(Tugas Tertulis A) Menurut teks tentang cybercrime, apa yang menyebabkan kelemahan sehingga hacker, cracker, dan script kiddies dapat menyusup ke dalam komputer?
(Tugas Tertulis B) Tuliskan kembali bagian teks tentang cybercrime yang dimulai dengan "Menurut Gregory (2005)" dan berlanjut hingga "arti yang negatif.", tanpa mengubah satu kata pun.

(Teks Bacaan)
-------------------------
Berdasarkan definisi atau pengertian cybercrime di atas karakteristik utama dari cybercrime adalah penggunaan teknologi informasi dan komunikasi seperti computer technology, computer network, internet/World Wide Web atau teknologi informasi lainnya. Karakteristik cybercrime yang melekat sebagai konsekuensi dari karakteristik komunikasi di internet adalah global, instantaneous (allows for real-time connections between people regardless of their location), intrinsically transborder (time, distance, and national borders are much less important than in traditional crime), ubiquitouos, digital, dan enables automated information processing.
Menurut Gregory (2005) Cybercrime adalah suatu bentuk kejahatan virtual dengan memanfaatkan media komputer yang terhubung ke internet, dan mengekploitasi komputer lain yang terhubung dengan internet juga. Adanya lubang-lubang keamanan pada sistem operasi menyebabkan kelemahan dan terbukanya lubang yang dapat digunakan para hacker, cracker dan script kiddies untuk menyusup ke dalam komputer tersebut.
Dari beberapa pengertian di atas, cybercrime dapat dirumuskan sebagai perbuatan melawan hukum yang dilakukan dengan memakai jaringan komputer sebagai sarana / alat atau komputer sebagai objek, baik untuk memperoleh keuntungan ataupun tidak, dengan merugikan pihak lain. Kejahatan komputer yang diasosiasikan dengan hacker, biasanya menimbulkan arti yang negatif.
-------------------------
(Bahan yang Disediakan)
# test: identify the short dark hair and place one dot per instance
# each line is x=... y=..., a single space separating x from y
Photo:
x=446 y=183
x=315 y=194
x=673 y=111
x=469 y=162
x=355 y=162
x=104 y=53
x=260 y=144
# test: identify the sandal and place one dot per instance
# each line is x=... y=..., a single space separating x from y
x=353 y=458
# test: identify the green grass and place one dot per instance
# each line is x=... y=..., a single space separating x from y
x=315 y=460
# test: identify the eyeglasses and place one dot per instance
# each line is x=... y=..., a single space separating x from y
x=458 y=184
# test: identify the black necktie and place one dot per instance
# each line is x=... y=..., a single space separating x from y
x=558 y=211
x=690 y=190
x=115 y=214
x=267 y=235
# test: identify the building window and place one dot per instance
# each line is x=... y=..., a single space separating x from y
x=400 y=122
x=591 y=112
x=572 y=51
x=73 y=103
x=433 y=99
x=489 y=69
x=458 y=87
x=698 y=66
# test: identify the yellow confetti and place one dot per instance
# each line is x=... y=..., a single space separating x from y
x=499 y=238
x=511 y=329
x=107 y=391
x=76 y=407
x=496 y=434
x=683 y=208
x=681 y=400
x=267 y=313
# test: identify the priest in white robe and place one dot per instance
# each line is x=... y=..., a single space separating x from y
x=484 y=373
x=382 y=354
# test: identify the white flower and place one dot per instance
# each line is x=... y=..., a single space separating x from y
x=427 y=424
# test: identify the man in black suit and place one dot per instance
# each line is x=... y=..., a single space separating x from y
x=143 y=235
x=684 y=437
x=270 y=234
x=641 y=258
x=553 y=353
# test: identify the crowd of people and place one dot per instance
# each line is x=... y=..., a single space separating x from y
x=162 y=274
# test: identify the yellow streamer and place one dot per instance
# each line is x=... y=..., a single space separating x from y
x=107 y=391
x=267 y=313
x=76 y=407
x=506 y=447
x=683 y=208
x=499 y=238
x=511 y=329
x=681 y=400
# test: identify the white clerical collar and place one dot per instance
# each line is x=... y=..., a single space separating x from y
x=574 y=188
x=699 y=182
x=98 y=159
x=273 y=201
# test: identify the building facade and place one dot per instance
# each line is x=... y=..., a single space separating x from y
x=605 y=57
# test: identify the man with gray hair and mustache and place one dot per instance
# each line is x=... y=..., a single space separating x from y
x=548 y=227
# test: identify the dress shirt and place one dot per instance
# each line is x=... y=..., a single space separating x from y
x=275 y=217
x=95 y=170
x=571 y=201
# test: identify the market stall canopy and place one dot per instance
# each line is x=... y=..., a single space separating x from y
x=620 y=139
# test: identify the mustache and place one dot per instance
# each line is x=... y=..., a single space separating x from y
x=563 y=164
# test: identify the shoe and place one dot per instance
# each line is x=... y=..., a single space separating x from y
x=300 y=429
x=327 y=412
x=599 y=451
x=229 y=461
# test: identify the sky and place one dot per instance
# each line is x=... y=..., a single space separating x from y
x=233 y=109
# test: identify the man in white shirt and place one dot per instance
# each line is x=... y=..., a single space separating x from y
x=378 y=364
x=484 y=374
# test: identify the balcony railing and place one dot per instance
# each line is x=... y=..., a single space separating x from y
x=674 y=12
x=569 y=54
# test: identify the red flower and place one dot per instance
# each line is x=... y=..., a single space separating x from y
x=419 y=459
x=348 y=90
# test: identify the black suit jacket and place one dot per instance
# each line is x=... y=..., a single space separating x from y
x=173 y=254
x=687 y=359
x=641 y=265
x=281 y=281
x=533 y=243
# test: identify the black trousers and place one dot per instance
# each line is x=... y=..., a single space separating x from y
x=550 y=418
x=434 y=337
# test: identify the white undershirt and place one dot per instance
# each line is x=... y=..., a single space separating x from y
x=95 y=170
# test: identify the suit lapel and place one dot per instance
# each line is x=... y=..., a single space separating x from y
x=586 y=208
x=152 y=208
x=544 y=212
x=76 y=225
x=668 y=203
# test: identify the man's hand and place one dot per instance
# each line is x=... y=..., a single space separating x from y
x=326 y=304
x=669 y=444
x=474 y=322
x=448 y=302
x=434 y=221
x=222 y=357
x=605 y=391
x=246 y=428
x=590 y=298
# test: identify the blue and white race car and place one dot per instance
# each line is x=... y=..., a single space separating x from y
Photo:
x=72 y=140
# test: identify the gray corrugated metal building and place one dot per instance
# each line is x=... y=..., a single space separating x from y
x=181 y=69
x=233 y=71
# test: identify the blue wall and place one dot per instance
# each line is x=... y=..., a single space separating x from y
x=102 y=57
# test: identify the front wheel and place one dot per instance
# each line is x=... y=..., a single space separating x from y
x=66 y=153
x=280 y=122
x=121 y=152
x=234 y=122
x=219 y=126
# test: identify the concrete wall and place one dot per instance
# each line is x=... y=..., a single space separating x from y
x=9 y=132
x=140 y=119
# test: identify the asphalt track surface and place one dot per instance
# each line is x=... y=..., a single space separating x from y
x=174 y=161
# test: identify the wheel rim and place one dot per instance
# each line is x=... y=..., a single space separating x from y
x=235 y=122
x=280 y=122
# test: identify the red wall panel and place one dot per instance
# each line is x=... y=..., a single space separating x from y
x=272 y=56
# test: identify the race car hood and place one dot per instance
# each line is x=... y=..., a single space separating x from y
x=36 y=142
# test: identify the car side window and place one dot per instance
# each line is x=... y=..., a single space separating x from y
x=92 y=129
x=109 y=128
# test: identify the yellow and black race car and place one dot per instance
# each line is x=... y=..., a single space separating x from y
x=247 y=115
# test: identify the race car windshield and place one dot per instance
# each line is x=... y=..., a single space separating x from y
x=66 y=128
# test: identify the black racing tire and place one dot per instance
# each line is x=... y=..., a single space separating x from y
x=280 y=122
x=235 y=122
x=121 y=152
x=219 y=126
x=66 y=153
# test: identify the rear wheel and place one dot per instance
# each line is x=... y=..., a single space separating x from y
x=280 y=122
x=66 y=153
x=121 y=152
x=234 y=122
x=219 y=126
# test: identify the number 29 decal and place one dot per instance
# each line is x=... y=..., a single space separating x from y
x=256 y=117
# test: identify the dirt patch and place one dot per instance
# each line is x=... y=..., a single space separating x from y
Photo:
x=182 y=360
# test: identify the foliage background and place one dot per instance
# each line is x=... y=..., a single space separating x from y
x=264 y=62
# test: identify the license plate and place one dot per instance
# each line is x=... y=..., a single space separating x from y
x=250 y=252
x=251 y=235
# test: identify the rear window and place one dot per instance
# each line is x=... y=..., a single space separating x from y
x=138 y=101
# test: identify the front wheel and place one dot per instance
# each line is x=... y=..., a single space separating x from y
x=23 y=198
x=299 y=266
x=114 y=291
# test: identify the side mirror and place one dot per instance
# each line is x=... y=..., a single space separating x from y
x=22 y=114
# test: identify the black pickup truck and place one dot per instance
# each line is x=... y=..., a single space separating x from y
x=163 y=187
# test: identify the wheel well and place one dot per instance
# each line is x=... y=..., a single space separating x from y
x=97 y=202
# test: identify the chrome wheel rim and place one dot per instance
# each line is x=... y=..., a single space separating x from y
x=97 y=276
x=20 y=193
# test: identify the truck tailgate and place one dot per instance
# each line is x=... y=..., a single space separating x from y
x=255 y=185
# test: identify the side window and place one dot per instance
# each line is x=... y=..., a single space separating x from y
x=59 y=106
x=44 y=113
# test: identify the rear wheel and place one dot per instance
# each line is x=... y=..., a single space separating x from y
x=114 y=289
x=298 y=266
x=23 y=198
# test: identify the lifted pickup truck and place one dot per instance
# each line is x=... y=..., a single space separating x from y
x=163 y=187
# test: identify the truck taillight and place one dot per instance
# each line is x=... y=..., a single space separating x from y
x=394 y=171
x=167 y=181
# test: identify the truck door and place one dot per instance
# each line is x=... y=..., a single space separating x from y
-------------------------
(Jawaban Latihan A) Adanya lubang-lubang keamanan pada sistem operasi.

(Jawaban Latihan B)
Menurut Gregory (2005) Cybercrime adalah suatu bentuk kejahatan virtual dengan memanfaatkan media komputer yang terhubung ke internet, dan mengekploitasi komputer lain yang terhubung dengan internet juga. Adanya lubang-lubang keamanan pada sistem operasi menyebabkan kelemahan dan terbukanya lubang yang dapat digunakan para hacker, cracker dan script kiddies untuk menyusup ke dalam komputer tersebut.
Dari beberapa pengertian di atas, cybercrime dapat dirumuskan sebagai perbuatan melawan hukum yang dilakukan dengan memakai jaringan komputer sebagai sarana / alat atau komputer sebagai objek, baik untuk memperoleh keuntungan ataupun tidak, dengan merugikan pihak lain. Kejahatan komputer yang diasosiasikan dengan hacker, biasanya menimbulkan arti yang negatif.